* [The records]:
■ ■ ■ ■ ■ ■ ■
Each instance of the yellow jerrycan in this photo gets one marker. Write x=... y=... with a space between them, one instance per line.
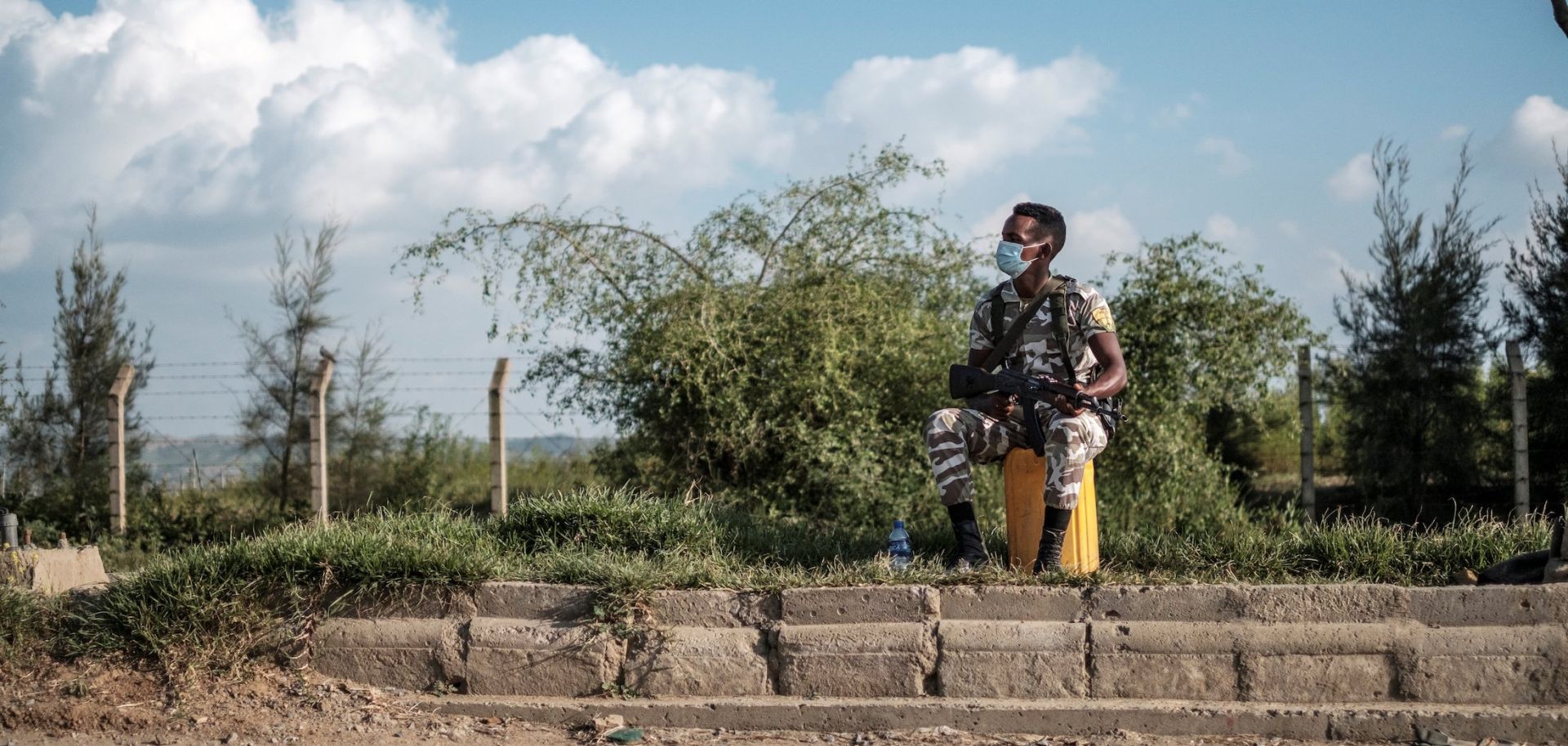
x=1024 y=483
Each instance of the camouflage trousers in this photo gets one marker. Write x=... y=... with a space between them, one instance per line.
x=957 y=437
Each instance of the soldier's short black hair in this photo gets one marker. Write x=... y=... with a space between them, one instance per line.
x=1048 y=220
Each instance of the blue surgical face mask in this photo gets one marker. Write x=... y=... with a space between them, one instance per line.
x=1010 y=257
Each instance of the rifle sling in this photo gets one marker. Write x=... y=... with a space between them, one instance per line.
x=1015 y=331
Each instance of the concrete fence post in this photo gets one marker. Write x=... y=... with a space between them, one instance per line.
x=1521 y=434
x=499 y=437
x=117 y=447
x=317 y=456
x=1303 y=375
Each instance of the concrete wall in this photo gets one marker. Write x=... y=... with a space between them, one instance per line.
x=1290 y=645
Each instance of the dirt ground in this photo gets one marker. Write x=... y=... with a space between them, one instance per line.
x=96 y=706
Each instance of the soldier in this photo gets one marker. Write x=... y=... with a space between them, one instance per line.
x=1082 y=350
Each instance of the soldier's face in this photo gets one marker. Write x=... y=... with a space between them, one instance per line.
x=1024 y=233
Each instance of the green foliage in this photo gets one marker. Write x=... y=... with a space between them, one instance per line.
x=30 y=626
x=1539 y=272
x=283 y=361
x=787 y=350
x=218 y=606
x=1418 y=337
x=1203 y=340
x=363 y=436
x=57 y=441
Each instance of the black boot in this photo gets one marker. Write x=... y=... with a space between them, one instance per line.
x=1051 y=536
x=966 y=533
x=971 y=548
x=1049 y=557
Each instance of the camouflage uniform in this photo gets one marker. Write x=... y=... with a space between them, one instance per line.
x=956 y=437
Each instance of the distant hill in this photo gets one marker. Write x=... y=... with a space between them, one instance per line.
x=216 y=455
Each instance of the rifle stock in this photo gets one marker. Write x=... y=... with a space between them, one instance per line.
x=964 y=381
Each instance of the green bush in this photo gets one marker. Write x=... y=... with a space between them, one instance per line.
x=1200 y=337
x=218 y=606
x=784 y=353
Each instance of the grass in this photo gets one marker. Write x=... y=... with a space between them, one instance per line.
x=220 y=606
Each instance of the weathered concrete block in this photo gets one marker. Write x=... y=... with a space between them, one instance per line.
x=1535 y=640
x=1203 y=638
x=412 y=654
x=714 y=608
x=855 y=660
x=533 y=601
x=709 y=662
x=540 y=659
x=1164 y=660
x=1487 y=665
x=1484 y=681
x=1013 y=660
x=52 y=571
x=1355 y=725
x=1167 y=604
x=1317 y=638
x=1013 y=602
x=858 y=606
x=1317 y=677
x=414 y=602
x=1327 y=604
x=1489 y=606
x=1164 y=676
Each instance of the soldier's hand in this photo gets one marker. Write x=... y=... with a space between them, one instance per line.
x=1067 y=406
x=993 y=405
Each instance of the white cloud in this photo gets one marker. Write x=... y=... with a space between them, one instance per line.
x=1174 y=115
x=1101 y=233
x=1223 y=229
x=971 y=109
x=207 y=112
x=1537 y=124
x=184 y=109
x=1232 y=162
x=1353 y=180
x=16 y=240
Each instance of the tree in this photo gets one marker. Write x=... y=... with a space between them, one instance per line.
x=1411 y=372
x=1203 y=340
x=361 y=424
x=1539 y=272
x=786 y=350
x=59 y=437
x=283 y=359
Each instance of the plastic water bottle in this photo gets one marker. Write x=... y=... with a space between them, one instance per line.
x=899 y=550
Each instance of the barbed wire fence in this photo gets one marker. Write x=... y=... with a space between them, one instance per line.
x=214 y=393
x=1314 y=403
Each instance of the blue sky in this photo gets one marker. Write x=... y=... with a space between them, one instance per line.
x=203 y=127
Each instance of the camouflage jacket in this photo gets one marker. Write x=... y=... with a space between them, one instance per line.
x=1037 y=350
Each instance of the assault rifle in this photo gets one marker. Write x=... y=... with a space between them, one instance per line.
x=964 y=381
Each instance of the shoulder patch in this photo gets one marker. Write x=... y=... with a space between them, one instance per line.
x=1101 y=317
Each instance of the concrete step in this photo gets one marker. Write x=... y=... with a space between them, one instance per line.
x=1045 y=717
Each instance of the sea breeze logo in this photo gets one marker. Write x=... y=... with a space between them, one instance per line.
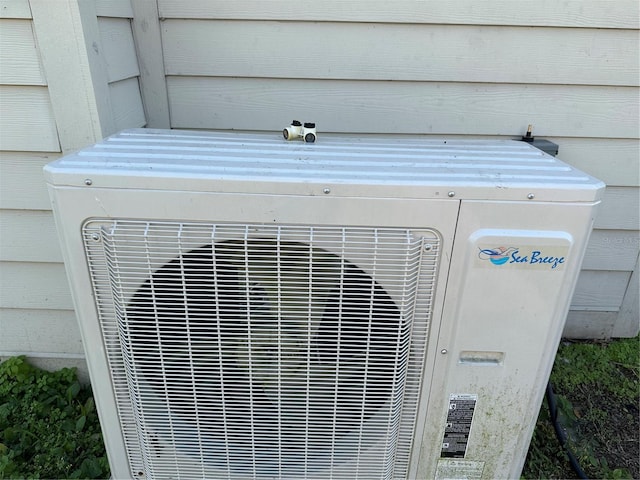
■ ■ ■ ■ ■ ■ ■
* [Given request]:
Give all the items above as a Markdown table with the columns "No." and "Item," one numbered row per line, with blank lines and the pictures left out.

* [Answer in full]:
| No. | Item |
|---|---|
| 1 | Each instance of the yellow jerrycan in this photo gets one marker. Write x=... y=... with a space between them, one instance per line. |
| 2 | x=1024 y=483 |
| 3 | Each instance of the camouflage trousers in this photo gets one marker. Write x=... y=... with a space between them, one instance per line. |
| 4 | x=957 y=437 |
| 5 | Each instance of the soldier's short black hair in this photo gets one marker. Write x=... y=... with a space between them, one instance per line. |
| 6 | x=1048 y=220 |
| 7 | Each instance of the blue surgical face mask in this photo gets one marker. Write x=... y=... with a space between them, one instance per line. |
| 8 | x=1010 y=257 |
| 9 | Each instance of the rifle sling in this photo gets one marker. Write x=... y=... with a space between them, one instance per line. |
| 10 | x=1015 y=331 |
| 11 | Each instance of the concrete fence post in this photo gets one marker. Write x=... y=... with a space between them, one instance per line. |
| 12 | x=1521 y=434 |
| 13 | x=499 y=437 |
| 14 | x=117 y=447 |
| 15 | x=317 y=456 |
| 16 | x=1303 y=375 |
| 17 | Each instance of the concrete wall in this photo gets one marker. Write x=... y=... with a space between them, one instance per line. |
| 18 | x=1290 y=645 |
| 19 | Each instance of the dirt ground in this photo gets one marker. Write x=... y=... with a space between them, one instance per line. |
| 20 | x=96 y=706 |
| 21 | Each instance of the soldier in this photo gets one marker. Write x=... y=... with a space between them, one instance per line. |
| 22 | x=1082 y=350 |
| 23 | Each instance of the soldier's face in this photo gets one marker. Write x=... y=... with a space between them, one instance per line. |
| 24 | x=1024 y=233 |
| 25 | Each instance of the green foliage in this photo gets one marker. Write x=... y=... with a space between them, one instance per line. |
| 26 | x=30 y=626 |
| 27 | x=1539 y=272 |
| 28 | x=283 y=361 |
| 29 | x=787 y=350 |
| 30 | x=218 y=606 |
| 31 | x=1418 y=337 |
| 32 | x=1203 y=340 |
| 33 | x=363 y=436 |
| 34 | x=57 y=441 |
| 35 | Each instance of the black boot in this photo gets one marker. Write x=... y=... with a space between them, one instance per line. |
| 36 | x=1051 y=536 |
| 37 | x=966 y=533 |
| 38 | x=971 y=548 |
| 39 | x=1049 y=557 |
| 40 | Each instance of the camouflage uniform in this photo gets one marker. Write x=... y=... with a space between them, one instance per line. |
| 41 | x=956 y=437 |
| 42 | Each instance of the distant hill in this photo gets one marker. Write x=... y=... with a space between them, one instance per line. |
| 43 | x=216 y=455 |
| 44 | Each instance of the rifle stock in this photo gets one marker. Write x=... y=... with a space between them, one instance per line. |
| 45 | x=964 y=381 |
| 46 | Each instance of the green bush in this photo gets one marker. Write x=... y=... with a space between them, one instance per line. |
| 47 | x=1200 y=337 |
| 48 | x=218 y=606 |
| 49 | x=784 y=353 |
| 50 | Each instance of the grass in this photo gets one marker. Write x=... y=... with a space between them, one instance per line. |
| 51 | x=220 y=606 |
| 52 | Each instance of the weathered concrete block in this photo gets one marker. Write x=... y=... with a space between them, one instance per line. |
| 53 | x=1535 y=640 |
| 54 | x=1203 y=638 |
| 55 | x=412 y=654 |
| 56 | x=714 y=608 |
| 57 | x=855 y=660 |
| 58 | x=533 y=601 |
| 59 | x=709 y=662 |
| 60 | x=540 y=659 |
| 61 | x=1164 y=660 |
| 62 | x=1487 y=665 |
| 63 | x=1484 y=681 |
| 64 | x=1013 y=660 |
| 65 | x=52 y=571 |
| 66 | x=1355 y=725 |
| 67 | x=1167 y=604 |
| 68 | x=1317 y=638 |
| 69 | x=1013 y=602 |
| 70 | x=858 y=606 |
| 71 | x=1317 y=677 |
| 72 | x=414 y=602 |
| 73 | x=1327 y=604 |
| 74 | x=1489 y=606 |
| 75 | x=1164 y=676 |
| 76 | Each instance of the soldier's hand in this photo gets one marker. Write x=... y=... with a space between them, one instance per line. |
| 77 | x=1067 y=406 |
| 78 | x=993 y=405 |
| 79 | Each instance of the white cloud in this photo gets one marker. Write x=... y=... with a space between them, one instance per line. |
| 80 | x=1174 y=115 |
| 81 | x=1101 y=233 |
| 82 | x=1223 y=229 |
| 83 | x=971 y=109 |
| 84 | x=207 y=112 |
| 85 | x=1537 y=124 |
| 86 | x=184 y=109 |
| 87 | x=1232 y=162 |
| 88 | x=1353 y=180 |
| 89 | x=16 y=240 |
| 90 | Each instance of the tree in this photo gets one marker. Write x=... y=... with a space between them, one instance per line. |
| 91 | x=1411 y=372 |
| 92 | x=1203 y=340 |
| 93 | x=361 y=424 |
| 94 | x=1539 y=272 |
| 95 | x=786 y=350 |
| 96 | x=59 y=437 |
| 97 | x=283 y=359 |
| 98 | Each instance of the plastic water bottle in this photo gets one marker. Write x=... y=... with a space between them, one instance per line. |
| 99 | x=899 y=550 |
| 100 | Each instance of the barbed wire fence in this photo gets one marker. Write x=... y=... with a space between them, one instance per line. |
| 101 | x=214 y=393 |
| 102 | x=1314 y=403 |
| 103 | Each instance of the blue sky in this photo gets one marker. Write x=... y=... with a space between them, one instance per line. |
| 104 | x=203 y=127 |
| 105 | Each instance of the camouflage jacket in this photo gets one marker. Write x=... y=... with a space between them, one instance per line. |
| 106 | x=1037 y=350 |
| 107 | Each instance of the assault rifle in this photo gets one marker. Write x=... y=... with a space between them, one instance per line. |
| 108 | x=964 y=381 |
| 109 | Each instance of the shoulder patch in this photo gets one marker. Write x=... y=... with a space between them, one instance per line. |
| 110 | x=1101 y=317 |
| 111 | Each instance of the concrete step in this photo gets one marker. Write x=... y=... with a space between them, one instance per line. |
| 112 | x=1045 y=717 |
| 113 | Each instance of the sea breeze logo in this photo gets one marker. Write x=... y=... with a space between them, one instance per line. |